#### DATASET RECORDS:
______________________________
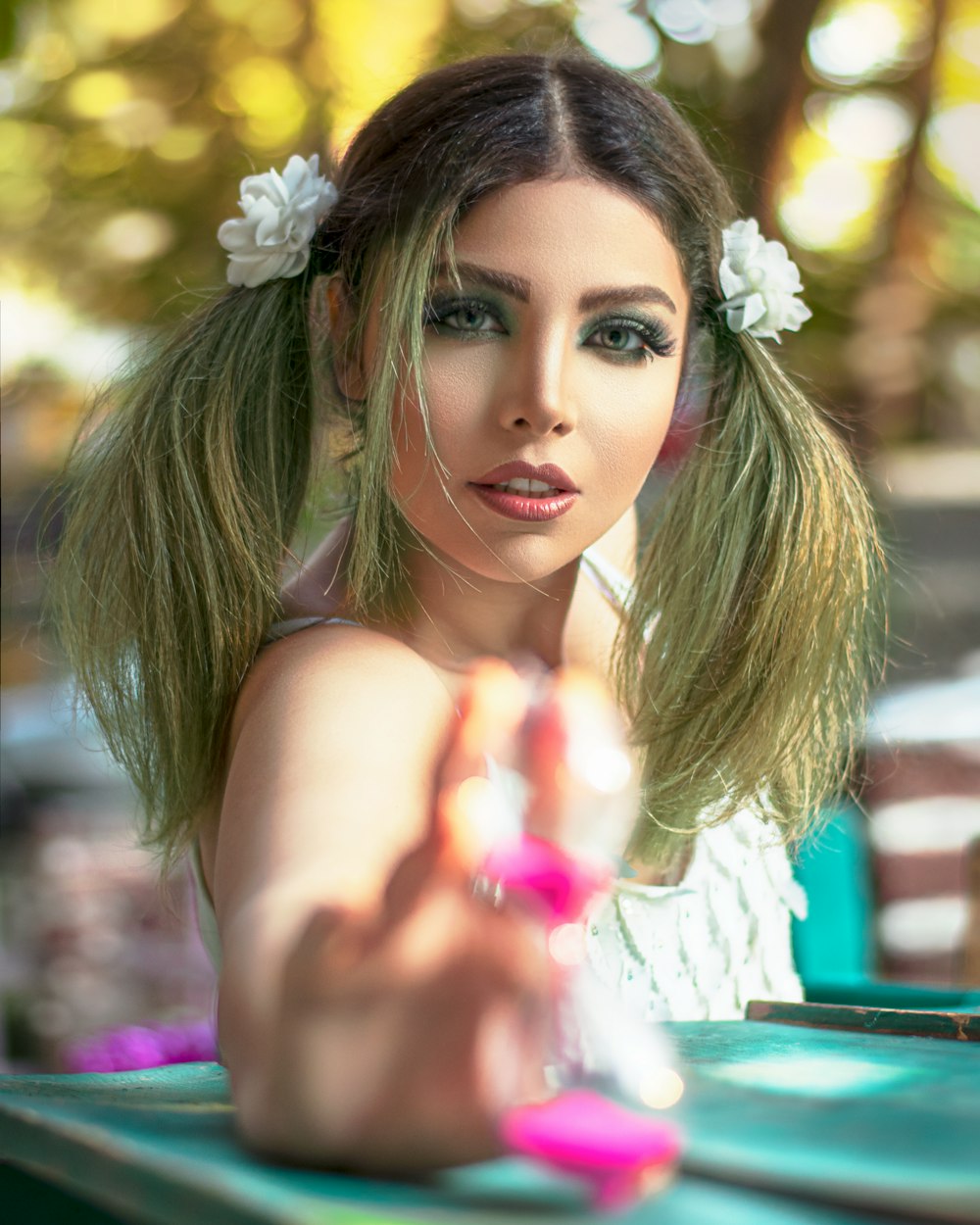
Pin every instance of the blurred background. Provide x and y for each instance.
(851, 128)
______________________________
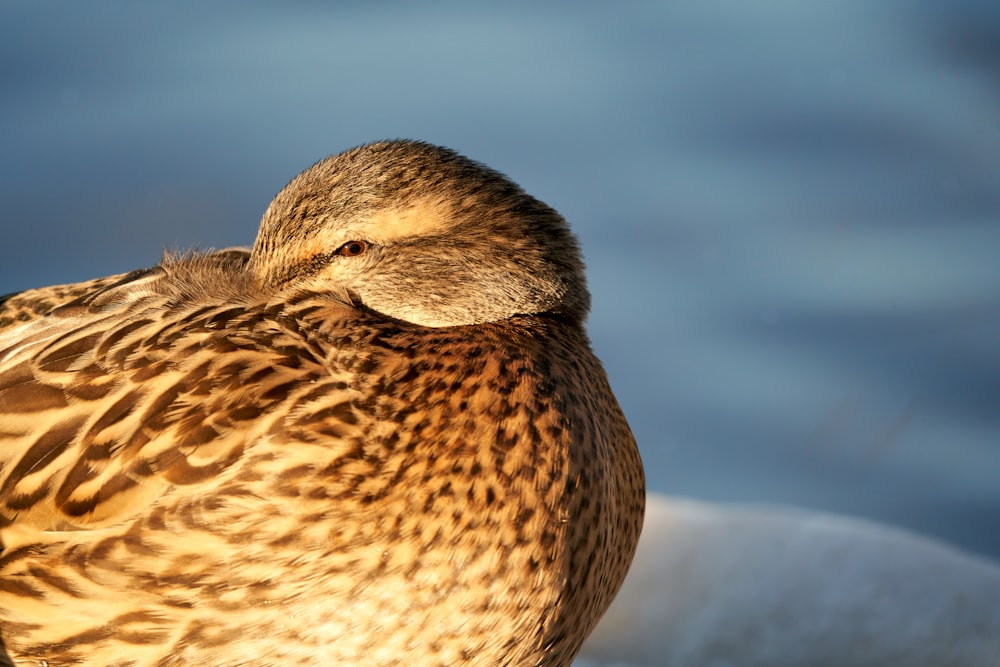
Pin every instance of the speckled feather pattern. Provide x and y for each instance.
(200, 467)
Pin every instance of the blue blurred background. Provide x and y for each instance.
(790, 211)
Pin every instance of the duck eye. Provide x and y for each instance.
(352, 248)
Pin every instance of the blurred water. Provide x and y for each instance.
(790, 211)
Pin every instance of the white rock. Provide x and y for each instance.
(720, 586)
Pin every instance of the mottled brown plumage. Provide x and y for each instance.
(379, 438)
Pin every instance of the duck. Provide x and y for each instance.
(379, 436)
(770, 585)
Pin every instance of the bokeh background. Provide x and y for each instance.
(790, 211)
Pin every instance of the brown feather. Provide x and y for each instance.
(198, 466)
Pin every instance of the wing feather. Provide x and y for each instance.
______________________________
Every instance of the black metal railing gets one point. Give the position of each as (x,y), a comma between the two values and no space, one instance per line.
______________________________
#### BRIEF:
Count the lines in the data above that contain the word "background", treating uppercase and lowercase as distinct, and give only the number.

#### FULL ANSWER:
3